• Cel zadania 1: Zbierz wszystkie wiersze, w których występuje słowo „kitchen”, przy czym wielkość liter ma znaczenie.

Forum portalu turystyka-gorska.pl
http://forum.turystyka-gorska.pl/

Góry Leluchowskie (zaległa relacja)
http://forum.turystyka-gorska.pl/viewtopic.php?f=11&t=19537
Strona 1 z 1

Autor:  kefir [ N lis 19, 2017 11:03 pm ]
Tytuł:  Góry Leluchowskie (zaległa relacja)

Kilka razy już próbowałem wrzucić tą relacje, ale za każdym razem wyskakiwał błąd. Może dzisiaj?!

Kilka lat temu zamarzyły mi się Góry Leluchowskie… I w końcu przyszła pora odwiedzić swoje marzenia.

Obrazek
Chmury w dolinach, Tatry na horyzoncie - fajny ten Malnik!

Zaczęło się standardowo – o 3:30 zadzwonił budzik, kawa i śniadanie w drodze, nie spodziewałem się jedynie, że wrócimy po 22, a o północy będę siedział nad relacją zamiast się wyspać do pracy. Dobrze, że mam duży kubeł na poranną kawę.

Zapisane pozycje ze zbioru

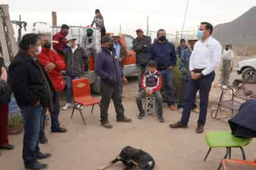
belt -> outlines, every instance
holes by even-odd
[[[204,70],[205,68],[202,68],[202,69],[194,69],[194,73],[202,73],[203,70]]]

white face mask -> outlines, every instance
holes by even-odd
[[[41,53],[41,51],[42,51],[42,46],[41,46],[41,45],[40,45],[37,47],[37,51],[35,52],[35,54],[39,55]]]

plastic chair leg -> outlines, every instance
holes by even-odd
[[[209,154],[210,153],[211,149],[212,149],[211,148],[209,148],[209,150],[208,150],[208,151],[207,152],[206,155],[205,157],[204,157],[204,162],[205,162],[205,161],[206,161],[206,159],[207,159],[207,158],[208,157],[208,155],[209,155]]]
[[[82,112],[81,111],[81,110],[79,110],[79,112],[80,112],[80,115],[81,115],[81,117],[82,117],[82,119],[83,119],[83,123],[85,123],[85,125],[86,125],[86,123],[85,123],[85,118],[83,117],[83,115]]]
[[[246,159],[246,156],[245,156],[245,153],[244,152],[244,150],[243,147],[239,147],[240,150],[241,150],[242,154],[243,156],[243,159],[245,160]]]
[[[224,157],[223,159],[227,159],[227,156],[229,154],[229,147],[226,148],[226,154],[225,154],[225,156]],[[222,161],[221,161],[221,163],[219,164],[219,168],[218,168],[217,170],[220,170],[222,166]]]
[[[73,110],[72,110],[72,113],[71,113],[71,114],[70,119],[71,119],[72,117],[73,117],[73,114],[74,114],[75,109],[75,108],[76,108],[76,105],[74,105],[74,107],[73,108]]]
[[[91,107],[91,114],[93,114],[93,108],[94,108],[94,105],[93,105],[93,107]]]

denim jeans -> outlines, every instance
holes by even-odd
[[[165,83],[168,105],[170,106],[174,104],[173,95],[173,69],[163,69],[160,71],[162,77]]]
[[[80,76],[66,76],[66,102],[71,103],[72,102],[72,80],[80,79]]]
[[[190,113],[194,103],[194,97],[199,91],[200,97],[200,108],[198,124],[204,125],[206,120],[207,110],[208,107],[209,93],[211,91],[211,84],[215,78],[215,73],[203,76],[199,79],[191,79],[188,81],[188,90],[186,95],[185,104],[182,112],[180,122],[188,125]]]
[[[60,92],[56,92],[54,99],[54,111],[50,112],[51,115],[51,130],[55,130],[60,127],[60,122],[58,121],[58,115],[60,114]],[[45,114],[47,109],[43,110],[43,119],[40,127],[39,138],[45,137]]]
[[[39,153],[39,130],[43,119],[42,105],[27,105],[21,107],[24,121],[22,158],[24,164],[33,164]]]
[[[141,80],[142,79],[142,76],[149,69],[148,65],[138,65],[138,80],[139,80],[139,91],[141,91],[142,88],[141,87]]]

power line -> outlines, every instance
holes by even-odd
[[[182,38],[182,35],[183,35],[183,30],[184,30],[184,25],[185,25],[185,24],[186,17],[186,12],[187,12],[187,11],[188,11],[188,1],[189,1],[189,0],[188,0],[187,2],[186,2],[185,14],[185,16],[184,16],[183,24],[183,25],[182,25],[182,29],[181,29],[181,38]]]

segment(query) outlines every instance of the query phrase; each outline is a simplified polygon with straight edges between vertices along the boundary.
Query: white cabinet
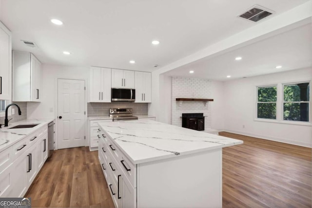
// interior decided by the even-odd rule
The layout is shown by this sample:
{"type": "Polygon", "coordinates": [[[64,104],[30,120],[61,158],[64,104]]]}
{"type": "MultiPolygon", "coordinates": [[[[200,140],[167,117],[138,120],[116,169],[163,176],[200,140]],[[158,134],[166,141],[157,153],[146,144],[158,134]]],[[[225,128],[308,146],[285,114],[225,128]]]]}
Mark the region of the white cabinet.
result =
{"type": "Polygon", "coordinates": [[[23,197],[27,190],[26,174],[28,170],[26,168],[28,168],[28,161],[26,160],[25,162],[25,157],[24,154],[20,156],[12,164],[12,169],[14,170],[12,174],[12,179],[14,179],[14,182],[11,193],[9,194],[12,197],[23,197]]]}
{"type": "Polygon", "coordinates": [[[111,70],[91,67],[90,70],[90,102],[111,102],[111,70]]]}
{"type": "Polygon", "coordinates": [[[136,72],[136,102],[152,102],[152,74],[150,72],[136,72]]]}
{"type": "Polygon", "coordinates": [[[13,51],[13,101],[41,101],[41,64],[32,54],[13,51]]]}
{"type": "Polygon", "coordinates": [[[135,89],[135,71],[112,69],[112,88],[135,89]]]}
{"type": "Polygon", "coordinates": [[[37,146],[33,145],[27,151],[25,157],[26,164],[26,179],[27,187],[29,187],[38,172],[37,146]]]}
{"type": "Polygon", "coordinates": [[[0,22],[0,100],[12,99],[12,36],[0,22]]]}

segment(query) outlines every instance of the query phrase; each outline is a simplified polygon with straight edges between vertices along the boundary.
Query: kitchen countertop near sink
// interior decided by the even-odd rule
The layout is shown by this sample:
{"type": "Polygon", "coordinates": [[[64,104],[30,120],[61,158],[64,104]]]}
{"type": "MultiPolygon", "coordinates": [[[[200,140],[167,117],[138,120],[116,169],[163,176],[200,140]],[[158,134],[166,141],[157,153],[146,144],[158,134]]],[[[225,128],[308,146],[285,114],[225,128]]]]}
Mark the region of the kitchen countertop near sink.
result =
{"type": "Polygon", "coordinates": [[[0,152],[22,139],[27,135],[35,132],[40,127],[53,121],[54,118],[46,119],[26,119],[15,123],[9,123],[9,126],[0,129],[0,152]],[[9,129],[20,124],[39,124],[33,128],[9,129]]]}

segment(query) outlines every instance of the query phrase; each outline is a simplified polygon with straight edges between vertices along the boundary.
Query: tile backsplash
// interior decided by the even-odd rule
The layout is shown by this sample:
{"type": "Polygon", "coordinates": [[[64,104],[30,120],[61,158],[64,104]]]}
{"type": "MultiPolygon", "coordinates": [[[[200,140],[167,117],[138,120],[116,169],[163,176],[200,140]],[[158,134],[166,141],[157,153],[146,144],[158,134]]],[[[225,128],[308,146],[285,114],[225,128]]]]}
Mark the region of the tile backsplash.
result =
{"type": "MultiPolygon", "coordinates": [[[[9,109],[9,111],[11,111],[11,108],[13,108],[15,109],[15,114],[12,115],[10,116],[8,116],[8,119],[10,120],[10,119],[12,119],[11,120],[9,121],[9,124],[14,123],[17,121],[21,121],[22,120],[25,120],[27,118],[27,102],[14,102],[13,103],[15,103],[20,106],[20,111],[21,111],[21,115],[19,115],[19,111],[18,110],[18,108],[15,106],[12,106],[9,109]]],[[[5,117],[0,117],[0,124],[4,124],[4,119],[5,117]]]]}
{"type": "Polygon", "coordinates": [[[148,103],[137,103],[132,102],[114,102],[112,103],[88,103],[88,117],[107,116],[110,108],[132,108],[135,115],[147,115],[148,103]]]}

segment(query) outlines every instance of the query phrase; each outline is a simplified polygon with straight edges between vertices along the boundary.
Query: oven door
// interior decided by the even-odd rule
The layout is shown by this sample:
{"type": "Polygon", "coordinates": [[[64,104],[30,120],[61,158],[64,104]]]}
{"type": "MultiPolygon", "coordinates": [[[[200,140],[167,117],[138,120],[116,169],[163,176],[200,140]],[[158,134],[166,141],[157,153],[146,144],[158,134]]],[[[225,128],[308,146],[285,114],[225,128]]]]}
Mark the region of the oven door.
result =
{"type": "Polygon", "coordinates": [[[112,88],[112,101],[134,101],[136,90],[134,89],[112,88]]]}

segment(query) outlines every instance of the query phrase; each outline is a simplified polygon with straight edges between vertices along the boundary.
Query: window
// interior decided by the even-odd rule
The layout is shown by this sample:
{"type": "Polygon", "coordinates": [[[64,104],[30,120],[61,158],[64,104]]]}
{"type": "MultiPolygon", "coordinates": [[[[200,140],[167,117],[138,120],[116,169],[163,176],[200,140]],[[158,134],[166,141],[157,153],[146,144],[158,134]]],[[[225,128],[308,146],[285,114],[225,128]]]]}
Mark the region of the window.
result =
{"type": "Polygon", "coordinates": [[[258,87],[257,90],[257,118],[276,119],[277,87],[258,87]]]}
{"type": "Polygon", "coordinates": [[[284,120],[309,121],[310,83],[284,85],[284,120]]]}

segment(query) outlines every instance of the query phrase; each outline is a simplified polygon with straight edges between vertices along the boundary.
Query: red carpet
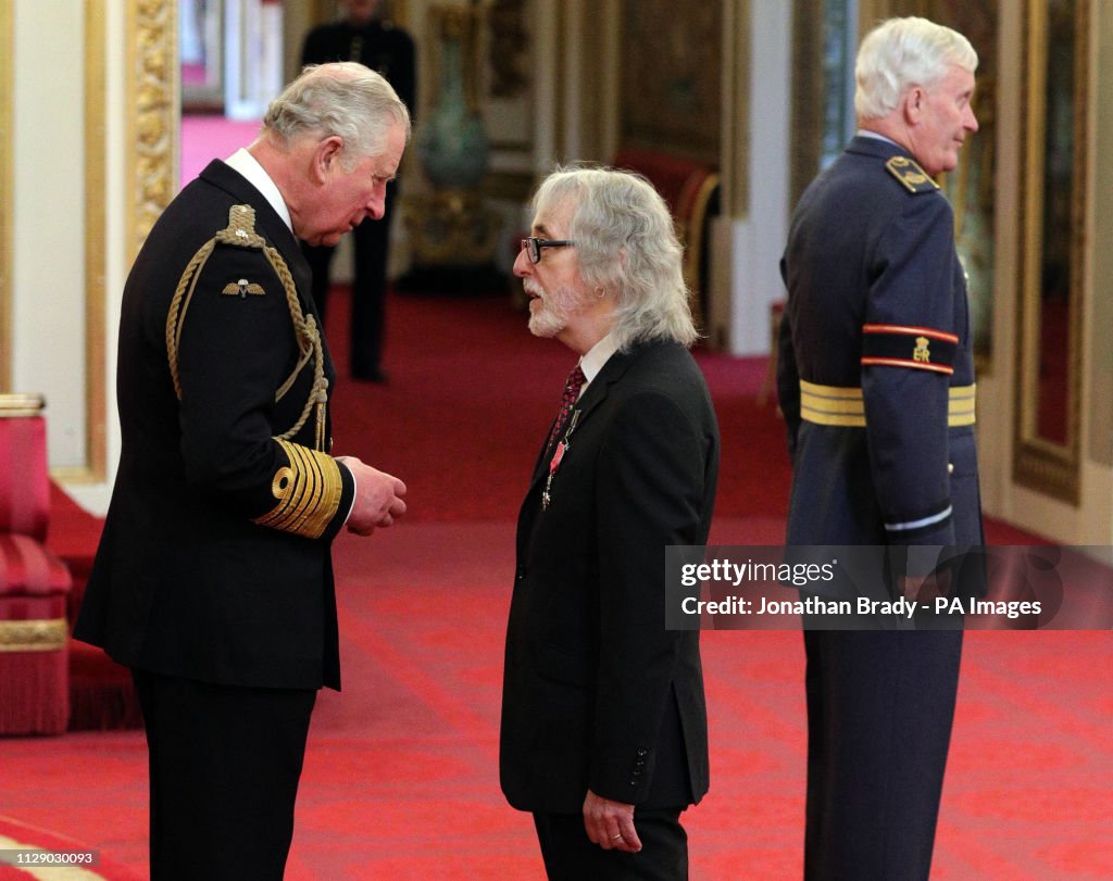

• Cel zadania 2: Przepisz bez zmian fragment relacji o Górach Leluchowskich od słów „http://forum.turystyka-gorska.pl/viewtopic.php?f=11&t=19537” do słów „Tytuł:  Góry Leluchowskie (zaległa relacja)”.

• Poprawna odpowiedź 1:
Query: kitchen countertop near sink
Mark the region of the kitchen countertop near sink.

• Poprawna odpowiedź 2:
http://forum.turystyka-gorska.pl/viewtopic.php?f=11&t=19537
Strona 1 z 1

Autor:  kefir [ N lis 19, 2017 11:03 pm ]
Tytuł:  Góry Leluchowskie (zaległa relacja)